# Фрагмент текста:
──────────────────────────────
Русский крест: Литература и читатель в начале нового века - Наталья Иванова 11 стр.


Россия ("Русь") представлена в националистическом дискурсе как территория сакральная, на которую покушаются "враги" (иноязычные, иноземные, "Сэмы", евроатлантисты и прочие "чужие"); русский народ – как святой и богоносец; русская культура и литература – как "культура совести, ее вершины неразрывно связаны с благодатью, с Божественными энергиями воздействия на мир" (М. Любомудров), в ней главное – "спасение души" (О. Б. Сокурова); русский писатель (особенно поэт ) как священный пророк, часто – погубленный "врагами" (отсюда – поразительная живучесть мифа об убийстве русского поэта Сергея Есенина и равнодушие к смерти других поэтов, "чужих" по крови, как Осип Мандельштам, или по убеждениям и привязанностям – Владимир Маяковский, Марина Цветаева). "Национальные" беды и "коварная национальная политика" идут от международного заговора против России. В этом дискурсе с "врагами" надо бороться "штыком", на уничтожение; диалог (полемика) невозможны. "Глобализм" выступает как эвфемизм "американизма", который, в свою очередь, является эвфемизмом "еврейского духа". "Многие особенности т. н. "американской культуры" являют собой как бы опредмеченное еврейское сознание" (М. Любомудров). То есть как авторы ни стараются пользоваться словами-заменителями или метафорическими фразеологизмами, дискурс обнажает явный антисемитизм: "Причем создателям подобных художественных произведений не обязательно быть ортодоксальными иудаистами, регулярно посещающими синагогу" (М. Любомудров), – достаточно происхождения.

Постоянно воспроизводится миф о всемирном еврейском заговоре и владычестве.

На самом деле этот дискурс во многом, если не во всем, соответствует советскому: стоит лишь заменить эпитет "русский" на "советский", православие – на советскую идеологию, марксистско-ленинское – на священное наследие, узко-национальное – на социалистическое, так в результате совпадут и "враги", и "предатели" отечества и отечественной культуры (США, Израиль, НАТО; после "советского времени" к этому набору прибавились еще и глобализм, Европейский Союз, ОБСЕ; в начале XXI века – страны Балтии, теперь еще Польша, Украина и Грузия).
──────────────────────────────
# Задания:
1 - Эвфемизмом чего, согласно фрагменту о националистическом дискурсе, выступает слово «глобализм»?
2 - Продолжите фрагмент о националистическом дискурсе, начав сразу после его последнего предложения.
Эти данные никак не связаны с фрагментом о националистическом дискурсе.

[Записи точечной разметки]
──────────────────────────────
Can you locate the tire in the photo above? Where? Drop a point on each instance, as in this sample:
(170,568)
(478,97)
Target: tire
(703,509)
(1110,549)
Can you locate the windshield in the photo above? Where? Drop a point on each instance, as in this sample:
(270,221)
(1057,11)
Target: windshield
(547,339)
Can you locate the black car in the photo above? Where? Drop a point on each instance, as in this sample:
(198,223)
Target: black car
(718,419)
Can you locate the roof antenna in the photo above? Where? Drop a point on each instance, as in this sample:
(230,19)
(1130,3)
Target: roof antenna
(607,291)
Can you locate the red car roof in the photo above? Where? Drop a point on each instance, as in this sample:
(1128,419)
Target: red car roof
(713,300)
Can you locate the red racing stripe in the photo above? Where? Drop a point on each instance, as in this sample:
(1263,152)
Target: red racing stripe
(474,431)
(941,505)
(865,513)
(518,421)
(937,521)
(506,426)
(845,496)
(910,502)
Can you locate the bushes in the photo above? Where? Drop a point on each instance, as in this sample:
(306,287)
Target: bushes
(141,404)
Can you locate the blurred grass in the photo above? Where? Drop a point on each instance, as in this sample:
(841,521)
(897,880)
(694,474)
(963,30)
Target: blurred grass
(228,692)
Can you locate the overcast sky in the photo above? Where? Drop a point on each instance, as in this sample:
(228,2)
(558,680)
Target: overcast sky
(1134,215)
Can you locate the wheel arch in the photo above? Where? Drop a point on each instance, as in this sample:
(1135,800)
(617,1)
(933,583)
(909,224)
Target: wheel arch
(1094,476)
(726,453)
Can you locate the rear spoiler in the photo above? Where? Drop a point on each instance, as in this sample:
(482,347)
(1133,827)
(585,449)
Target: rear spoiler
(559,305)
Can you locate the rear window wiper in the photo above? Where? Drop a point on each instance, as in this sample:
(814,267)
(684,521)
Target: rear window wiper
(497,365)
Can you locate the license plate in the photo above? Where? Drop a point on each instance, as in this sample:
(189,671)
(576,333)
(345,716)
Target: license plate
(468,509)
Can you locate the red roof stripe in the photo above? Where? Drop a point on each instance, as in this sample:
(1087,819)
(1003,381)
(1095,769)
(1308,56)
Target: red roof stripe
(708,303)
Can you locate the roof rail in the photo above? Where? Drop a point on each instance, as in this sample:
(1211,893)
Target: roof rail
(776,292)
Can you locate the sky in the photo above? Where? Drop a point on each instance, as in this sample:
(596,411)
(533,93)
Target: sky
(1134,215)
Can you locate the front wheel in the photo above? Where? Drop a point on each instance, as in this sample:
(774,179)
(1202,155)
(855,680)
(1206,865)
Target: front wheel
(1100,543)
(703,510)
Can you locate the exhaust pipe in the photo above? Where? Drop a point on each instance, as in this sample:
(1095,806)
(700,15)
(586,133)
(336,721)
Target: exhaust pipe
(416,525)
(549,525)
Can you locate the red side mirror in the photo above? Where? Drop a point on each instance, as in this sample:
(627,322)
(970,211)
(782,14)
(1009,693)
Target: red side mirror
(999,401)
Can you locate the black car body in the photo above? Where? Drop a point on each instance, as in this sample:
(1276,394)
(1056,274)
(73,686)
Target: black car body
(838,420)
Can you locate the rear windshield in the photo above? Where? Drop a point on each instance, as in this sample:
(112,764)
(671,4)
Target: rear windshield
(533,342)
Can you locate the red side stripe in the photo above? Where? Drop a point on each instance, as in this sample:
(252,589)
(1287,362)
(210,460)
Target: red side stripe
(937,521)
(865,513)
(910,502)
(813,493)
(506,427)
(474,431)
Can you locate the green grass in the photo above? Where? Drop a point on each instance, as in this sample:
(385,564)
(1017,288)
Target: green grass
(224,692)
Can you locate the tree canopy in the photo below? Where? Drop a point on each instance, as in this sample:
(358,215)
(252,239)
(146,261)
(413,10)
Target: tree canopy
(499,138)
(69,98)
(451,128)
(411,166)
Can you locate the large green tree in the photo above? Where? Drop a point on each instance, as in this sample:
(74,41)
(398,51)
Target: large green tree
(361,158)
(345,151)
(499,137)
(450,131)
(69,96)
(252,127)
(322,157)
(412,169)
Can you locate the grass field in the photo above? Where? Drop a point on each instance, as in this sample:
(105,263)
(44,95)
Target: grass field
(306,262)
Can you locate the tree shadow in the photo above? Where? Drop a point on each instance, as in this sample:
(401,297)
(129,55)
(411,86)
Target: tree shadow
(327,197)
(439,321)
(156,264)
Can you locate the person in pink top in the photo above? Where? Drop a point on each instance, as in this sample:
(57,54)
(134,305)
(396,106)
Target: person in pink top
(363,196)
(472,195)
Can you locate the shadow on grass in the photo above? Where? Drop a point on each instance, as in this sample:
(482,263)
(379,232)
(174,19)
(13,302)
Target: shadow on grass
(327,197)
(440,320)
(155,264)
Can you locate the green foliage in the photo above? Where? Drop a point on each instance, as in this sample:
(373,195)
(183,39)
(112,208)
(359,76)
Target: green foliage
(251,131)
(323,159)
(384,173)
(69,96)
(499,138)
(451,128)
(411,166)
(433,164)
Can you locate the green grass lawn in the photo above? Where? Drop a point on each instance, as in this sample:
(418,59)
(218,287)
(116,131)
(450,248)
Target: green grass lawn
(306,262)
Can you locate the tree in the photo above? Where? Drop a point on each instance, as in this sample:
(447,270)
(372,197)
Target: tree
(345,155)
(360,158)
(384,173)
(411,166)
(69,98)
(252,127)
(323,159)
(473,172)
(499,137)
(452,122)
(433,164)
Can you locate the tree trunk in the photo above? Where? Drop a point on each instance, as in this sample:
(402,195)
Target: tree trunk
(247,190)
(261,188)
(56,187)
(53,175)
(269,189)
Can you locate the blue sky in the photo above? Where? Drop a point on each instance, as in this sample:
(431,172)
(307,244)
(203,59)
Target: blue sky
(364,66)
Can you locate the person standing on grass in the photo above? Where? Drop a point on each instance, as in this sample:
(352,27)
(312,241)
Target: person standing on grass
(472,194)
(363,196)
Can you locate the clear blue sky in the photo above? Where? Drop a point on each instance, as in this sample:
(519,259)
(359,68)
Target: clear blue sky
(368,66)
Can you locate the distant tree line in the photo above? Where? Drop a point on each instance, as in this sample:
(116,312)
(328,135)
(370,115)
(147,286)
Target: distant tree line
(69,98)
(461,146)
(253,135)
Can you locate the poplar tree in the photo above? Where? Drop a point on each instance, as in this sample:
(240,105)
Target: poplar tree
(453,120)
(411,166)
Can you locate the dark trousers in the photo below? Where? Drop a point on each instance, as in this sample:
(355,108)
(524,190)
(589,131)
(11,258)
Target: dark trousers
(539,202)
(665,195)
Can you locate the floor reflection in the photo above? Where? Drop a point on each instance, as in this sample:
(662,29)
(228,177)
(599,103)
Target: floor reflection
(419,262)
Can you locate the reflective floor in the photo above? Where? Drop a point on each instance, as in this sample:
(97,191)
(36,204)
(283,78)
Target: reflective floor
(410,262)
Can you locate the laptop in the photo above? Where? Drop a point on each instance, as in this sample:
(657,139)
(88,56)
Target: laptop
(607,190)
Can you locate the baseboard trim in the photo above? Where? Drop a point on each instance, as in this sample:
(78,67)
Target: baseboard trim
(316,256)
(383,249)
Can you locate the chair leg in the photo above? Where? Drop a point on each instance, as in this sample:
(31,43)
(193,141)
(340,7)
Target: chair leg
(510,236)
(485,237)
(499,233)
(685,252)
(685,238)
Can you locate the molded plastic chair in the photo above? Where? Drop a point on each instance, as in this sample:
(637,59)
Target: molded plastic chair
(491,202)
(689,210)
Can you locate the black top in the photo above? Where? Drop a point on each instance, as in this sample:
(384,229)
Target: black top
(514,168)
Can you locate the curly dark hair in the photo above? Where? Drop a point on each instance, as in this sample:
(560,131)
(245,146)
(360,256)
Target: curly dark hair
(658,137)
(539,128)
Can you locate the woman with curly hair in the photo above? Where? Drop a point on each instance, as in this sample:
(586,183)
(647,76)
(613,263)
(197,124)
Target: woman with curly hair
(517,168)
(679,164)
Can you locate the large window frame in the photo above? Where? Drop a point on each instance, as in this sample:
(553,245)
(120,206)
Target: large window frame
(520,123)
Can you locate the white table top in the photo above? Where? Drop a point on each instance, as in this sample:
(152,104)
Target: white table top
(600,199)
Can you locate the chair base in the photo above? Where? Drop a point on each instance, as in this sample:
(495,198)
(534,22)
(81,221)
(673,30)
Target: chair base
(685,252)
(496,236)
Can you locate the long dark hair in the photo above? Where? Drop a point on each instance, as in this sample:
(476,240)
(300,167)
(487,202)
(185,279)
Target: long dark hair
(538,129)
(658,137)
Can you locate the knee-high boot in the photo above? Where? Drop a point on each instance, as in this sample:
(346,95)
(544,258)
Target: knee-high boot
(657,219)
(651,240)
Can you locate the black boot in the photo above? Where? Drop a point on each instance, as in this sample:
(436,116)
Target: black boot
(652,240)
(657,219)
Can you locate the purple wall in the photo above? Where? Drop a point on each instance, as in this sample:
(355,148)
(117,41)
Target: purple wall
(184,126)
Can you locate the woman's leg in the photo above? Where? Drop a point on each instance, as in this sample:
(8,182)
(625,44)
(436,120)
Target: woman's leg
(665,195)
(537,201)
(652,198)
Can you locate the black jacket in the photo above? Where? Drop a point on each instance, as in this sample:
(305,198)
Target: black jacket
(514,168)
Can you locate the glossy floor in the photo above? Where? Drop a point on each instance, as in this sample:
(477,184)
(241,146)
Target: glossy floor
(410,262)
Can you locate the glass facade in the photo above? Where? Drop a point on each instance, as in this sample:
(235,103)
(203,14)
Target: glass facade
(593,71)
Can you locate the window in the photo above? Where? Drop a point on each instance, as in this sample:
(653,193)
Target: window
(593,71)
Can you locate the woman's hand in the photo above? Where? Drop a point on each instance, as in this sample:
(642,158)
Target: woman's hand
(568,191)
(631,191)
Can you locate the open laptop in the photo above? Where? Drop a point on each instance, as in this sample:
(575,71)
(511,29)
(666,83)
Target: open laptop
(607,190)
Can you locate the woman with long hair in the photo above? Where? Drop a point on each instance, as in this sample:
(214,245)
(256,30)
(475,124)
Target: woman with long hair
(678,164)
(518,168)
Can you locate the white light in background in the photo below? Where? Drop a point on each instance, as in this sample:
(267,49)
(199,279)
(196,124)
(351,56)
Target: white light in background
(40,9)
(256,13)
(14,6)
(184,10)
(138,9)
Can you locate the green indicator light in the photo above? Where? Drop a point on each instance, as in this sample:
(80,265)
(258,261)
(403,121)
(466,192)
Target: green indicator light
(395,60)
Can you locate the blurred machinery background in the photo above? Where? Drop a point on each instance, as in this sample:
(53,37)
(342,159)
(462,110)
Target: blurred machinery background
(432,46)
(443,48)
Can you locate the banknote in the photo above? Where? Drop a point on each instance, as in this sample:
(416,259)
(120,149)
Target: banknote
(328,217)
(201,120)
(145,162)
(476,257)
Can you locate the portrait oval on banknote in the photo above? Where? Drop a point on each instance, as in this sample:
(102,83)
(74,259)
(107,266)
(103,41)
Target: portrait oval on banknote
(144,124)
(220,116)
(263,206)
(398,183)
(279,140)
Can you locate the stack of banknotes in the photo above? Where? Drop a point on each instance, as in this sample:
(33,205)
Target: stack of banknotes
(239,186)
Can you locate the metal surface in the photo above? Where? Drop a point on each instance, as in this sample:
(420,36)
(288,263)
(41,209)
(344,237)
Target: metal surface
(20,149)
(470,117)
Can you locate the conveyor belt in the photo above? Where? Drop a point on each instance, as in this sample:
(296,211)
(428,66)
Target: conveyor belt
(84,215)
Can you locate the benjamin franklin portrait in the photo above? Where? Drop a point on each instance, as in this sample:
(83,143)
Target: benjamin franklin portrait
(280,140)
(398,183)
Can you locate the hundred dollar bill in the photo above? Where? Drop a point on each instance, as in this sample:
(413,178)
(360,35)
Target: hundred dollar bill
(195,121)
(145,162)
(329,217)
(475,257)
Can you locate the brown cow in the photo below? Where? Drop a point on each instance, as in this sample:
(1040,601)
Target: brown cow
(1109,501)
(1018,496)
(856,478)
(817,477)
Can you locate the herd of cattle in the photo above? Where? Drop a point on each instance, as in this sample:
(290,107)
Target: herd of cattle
──────────────────────────────
# Ответы:
1 - Эвфемизмом «американизма».

2 -
"Исторической" идеологии газеты "Завтра" ("Русское историческое время переломано, как хребет. <…> Все огромное туловище государства зыбко колеблется, валится на бок, не в силах воздвигнуть могучую стать. Хрупкий кристаллик новой русской государственности взращивается среди кромешной схватки эпох" – А. Проханов) соответствует новоимперский националистический дискурс. Главным "героем" новоимперской истории А. Проханов назначает Сталина, который, "укрощая огненный большевизм, ввел "белую" имперскость в "красный" контекст, поместил "допетровских" Александра Невского и Дмитрия Донского рядом с офицерами в золотых погонах". Сталин Прохановым поставлен в следующий пантеон: Сталин – Франко ("подарил стране долгожданное единство") – Дэн Сяопин. Путин, по Проханову, действует в верном направлении ("выхватил из всепожирающего пожара "демократии" слова и музыку советского гимна, Красное знамя Победы и ввел их в число государственных символов"). Но, собственно говоря, историческая концепция Проханова симметрична путинскому завету "все это наша история". Вот что пишет Проханов в передовой статье "газеты Государства Российского": ""Метаистория" – материнское лоно, откуда чередой исходили Киевская Русь, Московское царство, Петербургская империя, красное государство Советов. Чрево, где теперь созревает дивный эмбрион "Пятой Империи"". "Кто более матери-истории ценен?" Несомненно, все периоды, ибо все они – ее дети. Мы, живущие на переломе эпох, не оказываем предпочтения ни одной из уже исчезнувших, но испытываем к истории России сыновнее чувство, "священное благоговение".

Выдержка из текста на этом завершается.